→ **Brief**: Copy the data below verbatim, omitting the pictures.

◆ ◆ ◆ ◆

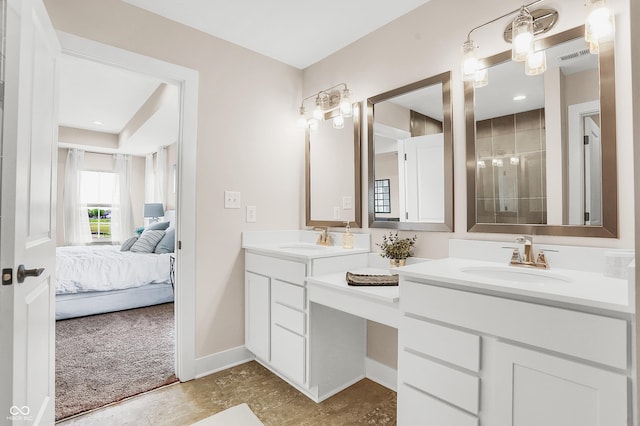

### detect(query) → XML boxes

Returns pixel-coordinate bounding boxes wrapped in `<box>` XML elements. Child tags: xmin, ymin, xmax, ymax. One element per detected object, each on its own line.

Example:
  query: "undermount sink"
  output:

◆ ◆ ◆ ◆

→ **Result for this exercise**:
### detect(query) → XML boxes

Returns pixel-coordinate bounding boxes wrapped in `<box>` XML elements. Child tags: xmin, ymin, xmax, ymax. One element per detected object, each on its own line.

Example:
  query: "undermount sink"
  output:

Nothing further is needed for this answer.